WHAT IS BEING ASKED: Once the line containing "Indicate a point per instance of the green matcha tart" has been copied, stop; copy every line before it exactly, beginning with the first line of the material below.
%%
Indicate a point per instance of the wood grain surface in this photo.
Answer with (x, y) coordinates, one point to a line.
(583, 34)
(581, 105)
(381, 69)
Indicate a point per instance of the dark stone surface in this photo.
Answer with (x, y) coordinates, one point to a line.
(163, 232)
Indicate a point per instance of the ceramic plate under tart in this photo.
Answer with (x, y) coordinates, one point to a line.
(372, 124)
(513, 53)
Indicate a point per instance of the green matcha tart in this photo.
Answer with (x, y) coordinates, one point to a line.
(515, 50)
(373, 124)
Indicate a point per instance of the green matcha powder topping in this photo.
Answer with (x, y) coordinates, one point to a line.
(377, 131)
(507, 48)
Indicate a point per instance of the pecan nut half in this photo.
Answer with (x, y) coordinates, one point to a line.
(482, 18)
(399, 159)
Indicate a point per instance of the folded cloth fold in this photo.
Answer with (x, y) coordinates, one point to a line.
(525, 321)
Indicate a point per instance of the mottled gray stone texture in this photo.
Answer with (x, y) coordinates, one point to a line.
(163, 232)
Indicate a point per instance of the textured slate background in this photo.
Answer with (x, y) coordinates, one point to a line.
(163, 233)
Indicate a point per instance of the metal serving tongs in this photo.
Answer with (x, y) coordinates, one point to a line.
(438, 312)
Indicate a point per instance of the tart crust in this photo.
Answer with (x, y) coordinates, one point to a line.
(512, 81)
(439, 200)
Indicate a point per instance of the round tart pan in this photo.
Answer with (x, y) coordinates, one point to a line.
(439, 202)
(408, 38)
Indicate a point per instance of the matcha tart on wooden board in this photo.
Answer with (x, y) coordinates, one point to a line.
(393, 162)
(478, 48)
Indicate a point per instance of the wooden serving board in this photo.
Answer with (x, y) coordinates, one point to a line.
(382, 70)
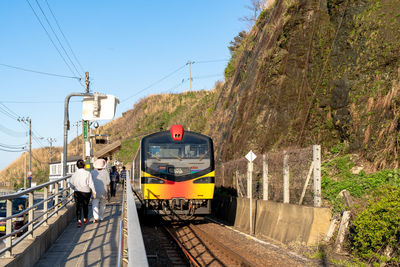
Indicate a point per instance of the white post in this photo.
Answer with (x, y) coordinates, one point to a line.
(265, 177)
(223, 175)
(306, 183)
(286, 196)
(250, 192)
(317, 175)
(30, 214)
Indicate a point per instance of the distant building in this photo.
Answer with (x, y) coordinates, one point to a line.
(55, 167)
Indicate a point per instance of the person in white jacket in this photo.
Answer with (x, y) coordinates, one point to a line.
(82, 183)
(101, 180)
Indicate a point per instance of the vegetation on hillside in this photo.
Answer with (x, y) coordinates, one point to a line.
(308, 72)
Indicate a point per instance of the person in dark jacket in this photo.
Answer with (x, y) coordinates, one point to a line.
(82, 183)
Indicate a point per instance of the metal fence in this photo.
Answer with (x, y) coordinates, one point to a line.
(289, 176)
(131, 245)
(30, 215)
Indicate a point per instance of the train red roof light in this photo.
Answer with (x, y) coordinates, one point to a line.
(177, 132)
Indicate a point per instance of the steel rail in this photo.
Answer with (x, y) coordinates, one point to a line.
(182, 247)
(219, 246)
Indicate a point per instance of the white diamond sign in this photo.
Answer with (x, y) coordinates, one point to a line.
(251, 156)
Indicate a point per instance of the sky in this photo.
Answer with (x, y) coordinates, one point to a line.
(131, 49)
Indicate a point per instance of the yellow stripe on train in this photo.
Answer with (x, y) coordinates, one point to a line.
%%
ANSWER SPACE:
Indicate a point per instance of the wood grain surface in this photo.
Answer with (x, y) coordinates, one point to a line.
(583, 34)
(581, 105)
(381, 69)
Indicate a point per instance of the dark stone surface in this photo.
Answer with (x, y) coordinates, one point to a line.
(163, 232)
Indicate a point per instance of the ceramic plate under tart in this photo.
Answer with (x, y) coordinates, one point to a line.
(372, 124)
(513, 53)
Indicate a point per instance of the green matcha tart in this photo.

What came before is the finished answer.